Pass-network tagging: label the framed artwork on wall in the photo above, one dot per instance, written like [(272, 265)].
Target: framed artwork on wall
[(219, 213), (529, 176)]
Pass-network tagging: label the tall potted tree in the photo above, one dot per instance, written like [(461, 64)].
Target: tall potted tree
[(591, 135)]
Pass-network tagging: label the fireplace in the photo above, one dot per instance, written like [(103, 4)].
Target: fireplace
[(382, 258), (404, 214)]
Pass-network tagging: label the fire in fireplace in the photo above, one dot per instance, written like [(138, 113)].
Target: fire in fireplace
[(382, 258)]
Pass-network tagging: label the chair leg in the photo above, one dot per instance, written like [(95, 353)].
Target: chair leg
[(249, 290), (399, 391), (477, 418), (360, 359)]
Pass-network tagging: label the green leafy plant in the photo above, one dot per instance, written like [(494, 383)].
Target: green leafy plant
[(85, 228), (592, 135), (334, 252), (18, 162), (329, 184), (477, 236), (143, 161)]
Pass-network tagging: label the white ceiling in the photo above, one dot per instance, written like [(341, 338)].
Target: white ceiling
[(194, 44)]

Given problem: Please copy out the items above word for word, from the line containing "Pass-network tagging: label the fireplace" down to the line containing "[(249, 290), (399, 391), (477, 418), (360, 359)]", both of those lines included.

Response to the exercise:
Pass-network tagging: label the fireplace in the photo above, one dot per instance, written like [(103, 4)].
Target: fireplace
[(382, 258), (404, 214)]
Pass-network tagging: label the fire in fireplace in the photo above, one dot per instance, written like [(138, 113)].
Target: fire in fireplace
[(382, 258)]
Pass-network tagging: label the chair leg in the photo above, one dot per instance, written like [(95, 353)].
Target: chair leg
[(249, 290), (399, 391), (477, 418), (360, 359)]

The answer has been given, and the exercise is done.